Put every entry below into a two-column CSV with the header "prompt" and "points", one row per entry. Place the entry's full wording and its answer each in a single quoted field with line breaks replaced by spaces, and leave the pictures out.

+++

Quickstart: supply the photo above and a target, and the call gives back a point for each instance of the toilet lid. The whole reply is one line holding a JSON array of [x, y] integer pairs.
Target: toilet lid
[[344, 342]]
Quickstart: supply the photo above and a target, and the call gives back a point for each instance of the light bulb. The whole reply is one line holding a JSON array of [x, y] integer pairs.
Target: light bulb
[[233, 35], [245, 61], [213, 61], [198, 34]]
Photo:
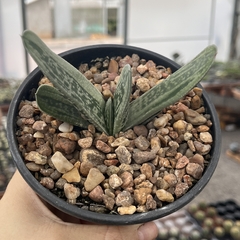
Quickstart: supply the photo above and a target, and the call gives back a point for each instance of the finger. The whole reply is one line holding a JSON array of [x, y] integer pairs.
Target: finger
[[18, 191], [100, 232]]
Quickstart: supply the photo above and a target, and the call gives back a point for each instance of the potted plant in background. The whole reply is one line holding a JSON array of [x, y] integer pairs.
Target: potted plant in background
[[124, 139]]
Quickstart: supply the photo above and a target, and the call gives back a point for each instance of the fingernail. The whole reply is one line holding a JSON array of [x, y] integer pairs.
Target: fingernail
[[147, 231]]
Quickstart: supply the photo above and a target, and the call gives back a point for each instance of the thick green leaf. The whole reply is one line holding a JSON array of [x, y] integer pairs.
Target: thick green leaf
[[172, 89], [109, 116], [121, 99], [68, 80], [52, 102]]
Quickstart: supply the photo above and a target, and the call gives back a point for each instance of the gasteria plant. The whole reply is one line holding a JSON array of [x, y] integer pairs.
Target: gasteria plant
[[75, 100]]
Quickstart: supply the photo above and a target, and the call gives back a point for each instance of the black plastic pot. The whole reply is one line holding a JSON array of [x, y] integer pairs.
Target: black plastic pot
[[83, 55]]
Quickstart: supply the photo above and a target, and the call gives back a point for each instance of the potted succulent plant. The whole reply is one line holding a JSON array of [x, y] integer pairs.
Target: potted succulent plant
[[134, 143]]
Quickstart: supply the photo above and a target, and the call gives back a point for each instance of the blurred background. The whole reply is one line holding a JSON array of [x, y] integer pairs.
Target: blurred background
[[178, 30]]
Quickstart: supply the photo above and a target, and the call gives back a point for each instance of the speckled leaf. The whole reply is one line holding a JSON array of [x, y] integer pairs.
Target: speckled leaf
[[52, 102], [121, 99], [109, 117], [172, 89], [68, 80]]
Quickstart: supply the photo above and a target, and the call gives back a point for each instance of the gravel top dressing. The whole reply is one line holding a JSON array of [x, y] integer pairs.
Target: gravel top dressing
[[139, 170]]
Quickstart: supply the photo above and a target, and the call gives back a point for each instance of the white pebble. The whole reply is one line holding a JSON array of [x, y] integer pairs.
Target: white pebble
[[65, 127]]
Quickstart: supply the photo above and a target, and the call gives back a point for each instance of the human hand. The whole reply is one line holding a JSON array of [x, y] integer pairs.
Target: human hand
[[24, 216]]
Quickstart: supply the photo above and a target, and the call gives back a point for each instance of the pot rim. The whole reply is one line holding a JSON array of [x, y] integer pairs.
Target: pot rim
[[87, 215]]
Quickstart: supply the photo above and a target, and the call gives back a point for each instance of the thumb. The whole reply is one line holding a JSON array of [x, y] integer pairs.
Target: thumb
[[147, 231]]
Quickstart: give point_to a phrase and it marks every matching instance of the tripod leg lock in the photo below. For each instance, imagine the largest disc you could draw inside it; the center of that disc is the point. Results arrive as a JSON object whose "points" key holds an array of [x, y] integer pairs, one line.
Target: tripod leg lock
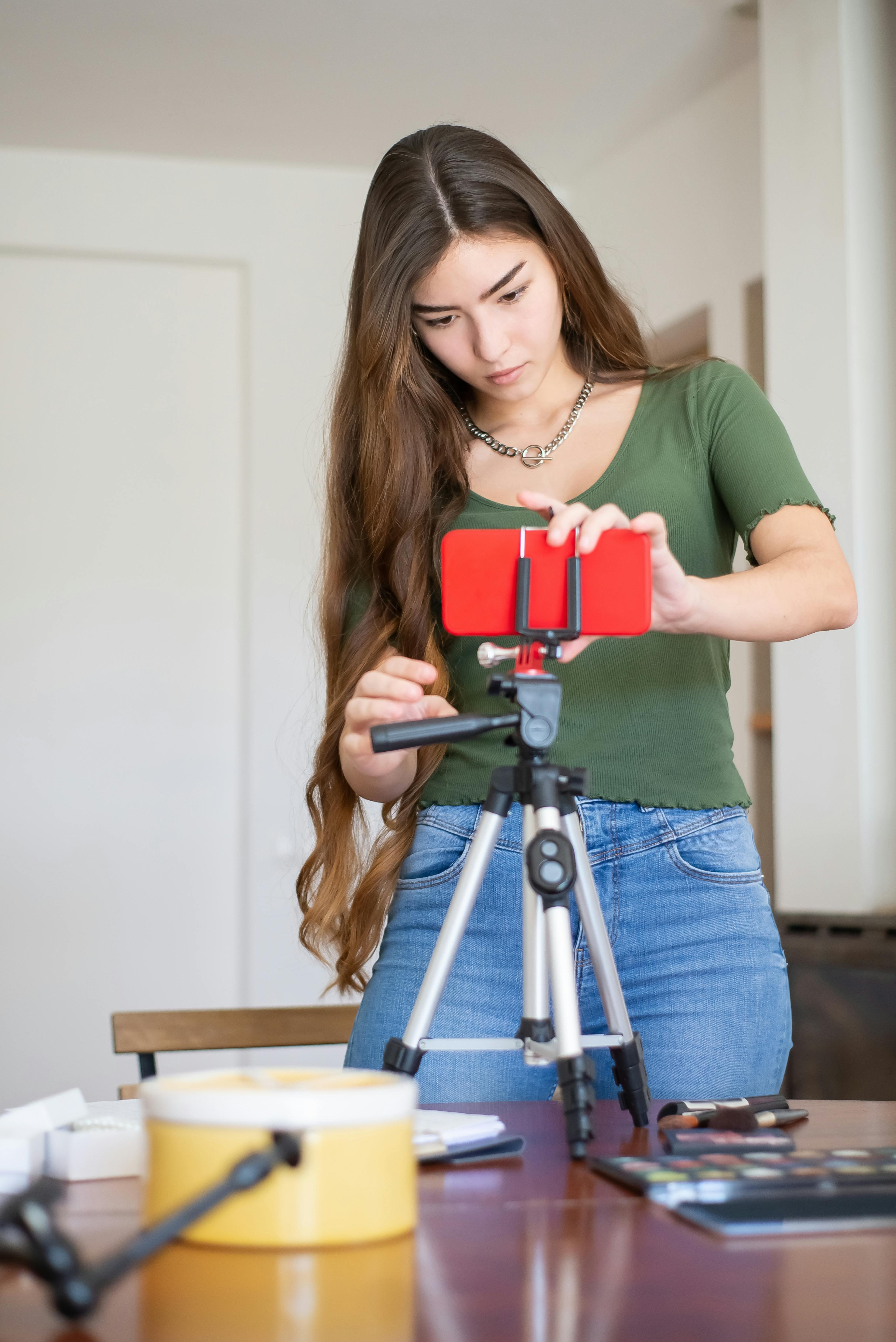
{"points": [[576, 1077], [630, 1075], [540, 1031], [399, 1057]]}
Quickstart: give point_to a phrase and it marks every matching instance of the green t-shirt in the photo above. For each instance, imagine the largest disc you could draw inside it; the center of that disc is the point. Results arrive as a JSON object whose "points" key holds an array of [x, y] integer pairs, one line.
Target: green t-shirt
{"points": [[648, 717]]}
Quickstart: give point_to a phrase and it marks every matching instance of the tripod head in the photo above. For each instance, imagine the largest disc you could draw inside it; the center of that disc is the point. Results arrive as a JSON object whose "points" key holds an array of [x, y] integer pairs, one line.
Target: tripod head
{"points": [[536, 692]]}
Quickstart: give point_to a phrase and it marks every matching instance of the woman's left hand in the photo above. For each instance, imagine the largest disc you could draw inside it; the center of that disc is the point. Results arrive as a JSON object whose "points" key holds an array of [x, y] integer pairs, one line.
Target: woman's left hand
{"points": [[675, 595]]}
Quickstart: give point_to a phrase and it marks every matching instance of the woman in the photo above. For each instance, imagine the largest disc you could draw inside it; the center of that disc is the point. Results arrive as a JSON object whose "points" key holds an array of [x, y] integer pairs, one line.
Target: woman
{"points": [[478, 317]]}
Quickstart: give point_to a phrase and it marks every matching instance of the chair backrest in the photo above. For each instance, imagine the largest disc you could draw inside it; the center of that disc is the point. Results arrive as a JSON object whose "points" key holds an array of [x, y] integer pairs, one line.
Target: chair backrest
{"points": [[149, 1033]]}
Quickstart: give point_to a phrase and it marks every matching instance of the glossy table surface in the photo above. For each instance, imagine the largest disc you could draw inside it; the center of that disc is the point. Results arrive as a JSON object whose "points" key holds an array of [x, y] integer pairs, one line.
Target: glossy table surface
{"points": [[534, 1250]]}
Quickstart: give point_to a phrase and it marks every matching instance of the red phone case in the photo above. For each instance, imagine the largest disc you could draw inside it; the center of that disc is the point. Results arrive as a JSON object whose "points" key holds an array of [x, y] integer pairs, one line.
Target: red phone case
{"points": [[479, 583]]}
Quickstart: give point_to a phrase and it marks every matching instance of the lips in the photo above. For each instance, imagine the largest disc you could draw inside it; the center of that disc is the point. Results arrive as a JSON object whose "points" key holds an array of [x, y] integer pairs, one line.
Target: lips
{"points": [[506, 375]]}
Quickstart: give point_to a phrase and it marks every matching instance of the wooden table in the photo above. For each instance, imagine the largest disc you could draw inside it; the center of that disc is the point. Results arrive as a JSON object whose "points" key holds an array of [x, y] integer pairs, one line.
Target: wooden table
{"points": [[533, 1251]]}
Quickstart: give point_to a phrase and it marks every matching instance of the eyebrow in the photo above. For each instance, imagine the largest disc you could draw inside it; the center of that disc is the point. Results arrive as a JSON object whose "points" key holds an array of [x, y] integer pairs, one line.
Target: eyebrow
{"points": [[447, 308]]}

+++

Output for this exercise:
prompt,points
"Quickstart: supply the photo above and a target, and the call gives back a point for each instance of the toilet lid. The whole reply is one line holding a JSON array of [x, y] integer pairs. Target: toilet lid","[[344, 342]]"
"Quickstart: supply the photo above and a target, and the call gives back a point for each instance of the light bulb. The whole reply is one line holding a JSON array of [x, y] integer pairs. Target: light bulb","[[233, 35], [245, 61], [213, 61], [198, 34]]"
"Photo: Quickstart: supply the photo above and a target, and the call gives back a point for each instance of the finger. The whole reply is one line holding a JSON array of [x, y] integer pairs. Target: finger","[[18, 191], [100, 232]]"
"Quickstart: supply the photo above and a target, and the call gives back a point for each instance of the potted plant in background. The whole reply is one line holding a JSON array of [x, y] integer pairs. Target: potted plant in background","[[124, 139]]"
"Quickstart: supply the photo above and a target, and the call gives back a point for each instance of the fingernail. The whole reply is one line holding a JSON array of [x, y] integer pairs. Target: fingernail","[[147, 231]]"
"Quickstart: supply the photo above and a target, and the call gives back a point for each instance of the thick green leaf. The whole reply is one line holding a JSON array of [x, y] integer pairs. Target: thick green leaf","[[172, 89], [109, 116], [121, 99], [68, 80], [52, 102]]"
"Quickstart: supply the photo above and a target, and the call gives back a point for each instance of the gasteria plant. The whole reply is one line holding a JSON array of [x, y] integer pairs. Target: gasteria plant","[[75, 100]]"
"Quickstart: supply the photo above and a target, and the call gives back a point for each instance of the black plastic pot. The whole reply is one line holding a JSON array of [x, y] integer pairs. Target: black plastic pot","[[83, 55]]"
"Quickstart: supply the photo above and a target, and the call gives back a point for each instance of the potted succulent plant. The whole reply is one line holding a JSON array of [x, y] integer pairs. Target: potted succulent plant","[[134, 143]]"
"Quickstart: supply the photo above and a target, and the call gives back a point for each instance of the blurred background. The whole reply is one line holding a JSON array of [x, y] integer pairs. Target: blurred background","[[178, 30]]"
"Quickstart: supply the photo above and a target, and the call gives back a point for each instance of the speckled leaf. The whole reply is one line holding a JSON array of [x, y] integer pairs. Target: speckled leaf","[[52, 102], [121, 99], [109, 117], [172, 89], [68, 80]]"
"Quickstart: supply the photo above and a target, and the call gives back a point for each instance of the gravel top dressing. The whole reply is one line holding a JSON array of [x, y] integer pairs. Target: gravel top dressing","[[139, 170]]"
"Quickstart: supply the photo above and a target, and the call gives back a point for each instance of the white pebble. The whole reply is one line holding a JSON array of [x, y] integer pairs. Target: white pebble","[[65, 127]]"
"Quickstart: supply the photo above and a target, and the call gives back a point for each instance of the human hand. The whole reply is one line holding a JSON array of [x, y] integer pairs. Target: human hand","[[24, 216]]"
"Quickstart: supply the photo above and a target, and the call gives back a point for each instance of the pot rim. The whole reply is one line holding a JSON array of [x, y] integer pairs. Target: pot rim","[[87, 215]]"
"Quickstart: supply the photo above and a target, and the call gives back a point for each instance of the thumb. The whole reply is one line holding a JSON array of [x, y] integer pairs. Target: thumb","[[147, 231]]"
"Quickstart: give point_to a phrase and it marks every matching instance of the tripod leg lock in the photo below. For each instance, imagine the largest disc you could draw inside it; the center of that disc is the point. Results arrive as a JSON object whose ""points"" key holds an array of [x, y] integer pairs, one line. Target: tripod leg lock","{""points"": [[576, 1077], [630, 1075], [540, 1031], [399, 1057]]}"
"Quickstart: give point_to a phrase and it marks every matching instance of the green t-shirt in the photo above. For each instance, imagine the largest disc you could draw inside it; the center of that disc is the point. Results arrive as a JSON object whose ""points"" key holds an array of [x, y] integer pairs, one line. Target: green t-shirt","{""points"": [[648, 717]]}"
"Quickstart: give point_to a phrase and it marks every matching instance of the tripod head in the photo above. For each instance, imagine the largest disc you could draw inside it; the center of that disc is the point. Results arrive as a JSON object whose ""points"" key holds an array of [x, y] integer pairs, one line. Target: tripod head","{""points"": [[536, 692]]}"
"Quickstart: give point_to a phrase and it marks every matching instance of the woman's left hand in the photo above. For each instance, imagine the largest disc you could draw inside it; the center of that disc is the point. Results arrive as a JSON object whose ""points"" key holds an array of [x, y] integer pairs, one line. Target: woman's left hand","{""points"": [[675, 595]]}"
"Quickstart: give point_to a phrase and it marks every matching instance of the woman in the photo above. For each instance, imagine the largest disc you could draw inside it; the center of that disc is the point. Results arrive as a JSON object whose ""points"" key holds an array of [x, y] integer pairs, one line. Target: woman","{""points"": [[478, 317]]}"
"Quickstart: give point_to a phrase and it marks every matching instance of the chair backrest in the photo above. For each instance, imagine the largest disc you could draw inside it; the center of that disc is the point. Results arrive as a JSON object whose ""points"" key holds an array of [x, y] integer pairs, one line. Target: chair backrest","{""points"": [[149, 1033]]}"
"Quickstart: give point_to a phrase and it marks every matching instance of the glossy table surface in the photo above. For each instance, imagine the largest disc you could draw inside it; the center of that disc is the point. Results arrive as a JSON object whose ""points"" key holds an array of [x, y] integer pairs, one line. Target: glossy table surface","{""points"": [[534, 1250]]}"
"Quickstart: give point_to a phrase and it marks every matching instance of the red phone case in the photo above. For each instance, imagine the largest disc you could draw inside it; the center of that disc is the point. Results arrive as a JSON object whose ""points"" key holds an array of [x, y] integer pairs, one line. Target: red phone case","{""points"": [[479, 583]]}"
"Quickstart: give point_to a phrase and it marks every matching instance of the lips in the photo above. For each instance, imagine the largest disc you could draw inside it; the center of that disc is the point. Results arrive as a JSON object whose ""points"" key holds an array of [x, y] integer pairs, one line. Target: lips","{""points"": [[506, 375]]}"
"Quickstart: give point_to a phrase and it marks every matching instance of the wooden table in the photo above. For each instance, imagine the largest disc you could draw inside it; the center of that disc is the point. Results arrive as a JSON object whose ""points"" key holds an array of [x, y] integer pairs, one line. Target: wooden table","{""points"": [[533, 1251]]}"
"Quickstart: give point_to a phrase and it marks every matching instance of the eyebrow in the photo above. For each instance, imagine the largest disc you could draw inside it; the center of that disc is the point. Results arrive as a JSON object whose ""points"" key holds an array of [x, y] integer pairs, one line. Target: eyebrow","{""points"": [[447, 308]]}"